● **WHAT THE TASK ASKS**: Pick out every line in the data below that contains the string "wall", and copy each one.

● **EXERCISE INPUT**:
----------------

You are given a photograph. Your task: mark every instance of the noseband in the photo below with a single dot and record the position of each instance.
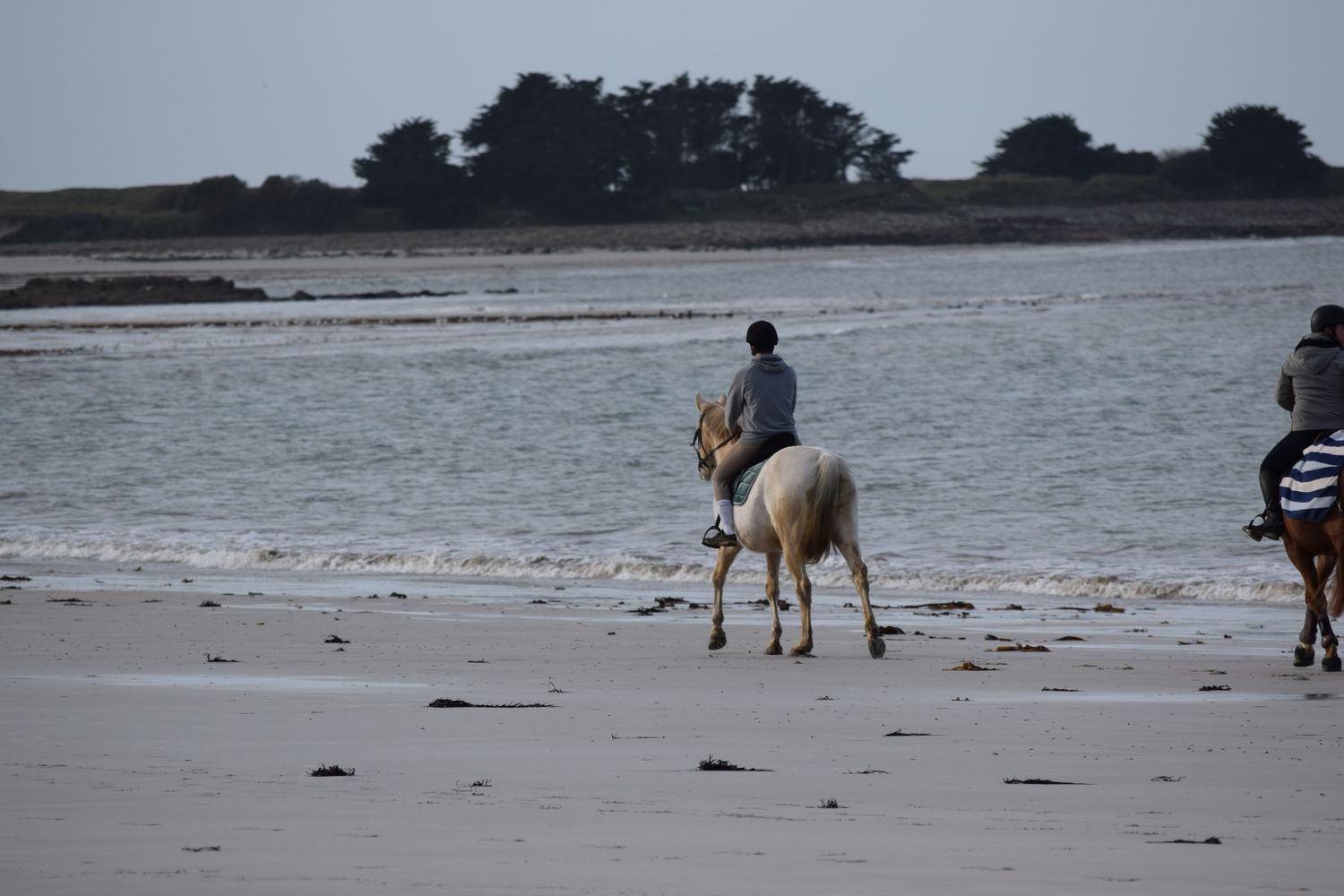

----------------

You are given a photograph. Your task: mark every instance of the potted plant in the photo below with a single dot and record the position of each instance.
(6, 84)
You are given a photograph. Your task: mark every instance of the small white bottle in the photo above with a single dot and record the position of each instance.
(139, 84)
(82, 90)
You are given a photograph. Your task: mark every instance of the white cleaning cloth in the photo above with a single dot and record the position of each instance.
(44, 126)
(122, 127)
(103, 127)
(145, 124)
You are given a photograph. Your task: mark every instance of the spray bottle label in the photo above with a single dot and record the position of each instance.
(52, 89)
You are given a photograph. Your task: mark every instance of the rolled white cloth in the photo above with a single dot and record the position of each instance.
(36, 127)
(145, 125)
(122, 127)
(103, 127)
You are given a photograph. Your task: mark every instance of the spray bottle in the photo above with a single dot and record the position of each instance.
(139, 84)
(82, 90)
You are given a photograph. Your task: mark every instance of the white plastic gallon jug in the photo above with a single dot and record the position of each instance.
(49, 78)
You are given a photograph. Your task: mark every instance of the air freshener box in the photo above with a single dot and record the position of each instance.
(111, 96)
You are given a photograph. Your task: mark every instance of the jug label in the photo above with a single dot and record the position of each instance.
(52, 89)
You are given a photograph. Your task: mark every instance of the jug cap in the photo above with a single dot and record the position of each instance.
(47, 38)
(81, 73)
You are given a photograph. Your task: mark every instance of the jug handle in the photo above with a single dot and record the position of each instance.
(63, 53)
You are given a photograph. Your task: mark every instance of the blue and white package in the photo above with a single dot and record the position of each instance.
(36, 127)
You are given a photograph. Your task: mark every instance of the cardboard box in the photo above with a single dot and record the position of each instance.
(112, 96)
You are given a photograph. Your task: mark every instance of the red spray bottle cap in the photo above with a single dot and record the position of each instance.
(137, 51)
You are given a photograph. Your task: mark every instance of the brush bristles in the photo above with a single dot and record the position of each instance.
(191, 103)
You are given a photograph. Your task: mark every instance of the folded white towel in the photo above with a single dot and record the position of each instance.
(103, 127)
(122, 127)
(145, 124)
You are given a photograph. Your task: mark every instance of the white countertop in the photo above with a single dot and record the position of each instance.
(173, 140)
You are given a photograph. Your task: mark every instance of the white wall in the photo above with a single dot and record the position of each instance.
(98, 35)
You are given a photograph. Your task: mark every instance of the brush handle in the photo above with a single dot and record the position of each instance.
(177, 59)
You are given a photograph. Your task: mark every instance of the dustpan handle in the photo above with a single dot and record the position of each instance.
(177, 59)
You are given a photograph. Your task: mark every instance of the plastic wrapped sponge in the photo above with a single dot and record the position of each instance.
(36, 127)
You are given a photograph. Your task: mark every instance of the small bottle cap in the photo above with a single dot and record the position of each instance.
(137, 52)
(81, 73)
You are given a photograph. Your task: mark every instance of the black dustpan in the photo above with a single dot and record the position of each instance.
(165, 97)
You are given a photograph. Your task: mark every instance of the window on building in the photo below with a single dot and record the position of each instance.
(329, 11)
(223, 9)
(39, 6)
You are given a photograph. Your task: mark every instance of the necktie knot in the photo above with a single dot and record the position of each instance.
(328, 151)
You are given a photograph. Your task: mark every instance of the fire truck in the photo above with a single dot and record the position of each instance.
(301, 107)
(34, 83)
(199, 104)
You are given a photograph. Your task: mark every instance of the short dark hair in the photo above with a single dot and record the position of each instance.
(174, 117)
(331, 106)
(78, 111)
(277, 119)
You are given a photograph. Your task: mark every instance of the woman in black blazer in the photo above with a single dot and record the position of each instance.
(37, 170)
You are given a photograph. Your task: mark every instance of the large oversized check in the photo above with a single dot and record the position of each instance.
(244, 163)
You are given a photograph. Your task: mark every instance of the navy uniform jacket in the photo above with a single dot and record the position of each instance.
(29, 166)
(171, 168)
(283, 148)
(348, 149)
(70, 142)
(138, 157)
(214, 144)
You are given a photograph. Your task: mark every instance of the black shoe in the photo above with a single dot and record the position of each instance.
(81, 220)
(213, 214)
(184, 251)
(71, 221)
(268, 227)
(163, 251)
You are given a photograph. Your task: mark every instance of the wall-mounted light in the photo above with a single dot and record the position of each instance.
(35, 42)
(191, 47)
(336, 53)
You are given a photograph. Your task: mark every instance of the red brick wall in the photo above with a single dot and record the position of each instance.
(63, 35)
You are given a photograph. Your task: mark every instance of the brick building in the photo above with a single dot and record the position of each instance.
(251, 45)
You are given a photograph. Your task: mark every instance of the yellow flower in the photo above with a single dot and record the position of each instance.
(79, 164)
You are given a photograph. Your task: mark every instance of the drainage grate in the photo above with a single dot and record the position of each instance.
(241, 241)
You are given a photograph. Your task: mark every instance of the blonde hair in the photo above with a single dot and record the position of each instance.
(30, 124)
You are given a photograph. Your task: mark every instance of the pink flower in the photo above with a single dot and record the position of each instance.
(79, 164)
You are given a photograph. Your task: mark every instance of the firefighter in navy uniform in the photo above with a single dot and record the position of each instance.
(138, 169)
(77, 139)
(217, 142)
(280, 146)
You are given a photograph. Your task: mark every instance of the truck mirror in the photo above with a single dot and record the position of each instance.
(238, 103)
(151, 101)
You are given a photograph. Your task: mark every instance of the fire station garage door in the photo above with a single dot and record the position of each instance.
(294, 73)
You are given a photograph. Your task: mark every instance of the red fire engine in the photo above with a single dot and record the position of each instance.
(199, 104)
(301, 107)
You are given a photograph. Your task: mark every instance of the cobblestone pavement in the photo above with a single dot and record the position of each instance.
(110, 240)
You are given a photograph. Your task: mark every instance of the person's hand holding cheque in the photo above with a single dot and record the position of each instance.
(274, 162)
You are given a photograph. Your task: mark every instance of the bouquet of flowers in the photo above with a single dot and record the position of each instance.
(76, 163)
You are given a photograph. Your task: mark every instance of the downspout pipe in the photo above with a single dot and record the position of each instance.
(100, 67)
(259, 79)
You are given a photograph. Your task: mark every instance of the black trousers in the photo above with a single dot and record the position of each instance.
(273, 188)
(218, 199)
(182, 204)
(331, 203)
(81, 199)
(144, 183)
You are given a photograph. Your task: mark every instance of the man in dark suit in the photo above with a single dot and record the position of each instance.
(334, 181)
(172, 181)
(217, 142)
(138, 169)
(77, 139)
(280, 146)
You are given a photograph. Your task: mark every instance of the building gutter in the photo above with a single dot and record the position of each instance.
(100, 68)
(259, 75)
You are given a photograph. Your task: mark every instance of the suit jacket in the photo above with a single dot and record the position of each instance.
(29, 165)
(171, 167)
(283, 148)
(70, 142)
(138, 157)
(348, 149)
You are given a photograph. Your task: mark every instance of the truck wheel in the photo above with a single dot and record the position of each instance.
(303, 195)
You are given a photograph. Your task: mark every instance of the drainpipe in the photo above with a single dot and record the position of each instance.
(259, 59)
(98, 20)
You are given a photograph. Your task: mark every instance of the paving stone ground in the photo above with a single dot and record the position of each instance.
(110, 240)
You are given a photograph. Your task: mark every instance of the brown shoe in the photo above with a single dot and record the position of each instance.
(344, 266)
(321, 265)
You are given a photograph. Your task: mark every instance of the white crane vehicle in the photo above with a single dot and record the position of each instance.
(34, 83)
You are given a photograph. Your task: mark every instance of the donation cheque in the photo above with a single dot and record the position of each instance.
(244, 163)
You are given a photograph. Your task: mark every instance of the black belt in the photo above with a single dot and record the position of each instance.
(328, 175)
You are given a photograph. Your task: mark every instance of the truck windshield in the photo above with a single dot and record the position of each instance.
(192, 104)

----------------

● **TASK OUTPUT**:
You are given a photograph. Your task: mark every instance of the white wall in the photo above with a single dot and record the position of each instance.
You are given a photograph. Your task: mark every instance of the wall-mounted light in the photo above with a single dot and record the position of each instance.
You are given a photograph. Your task: mark every instance of the red brick wall in the photo above with a single dot and record the position of each instance.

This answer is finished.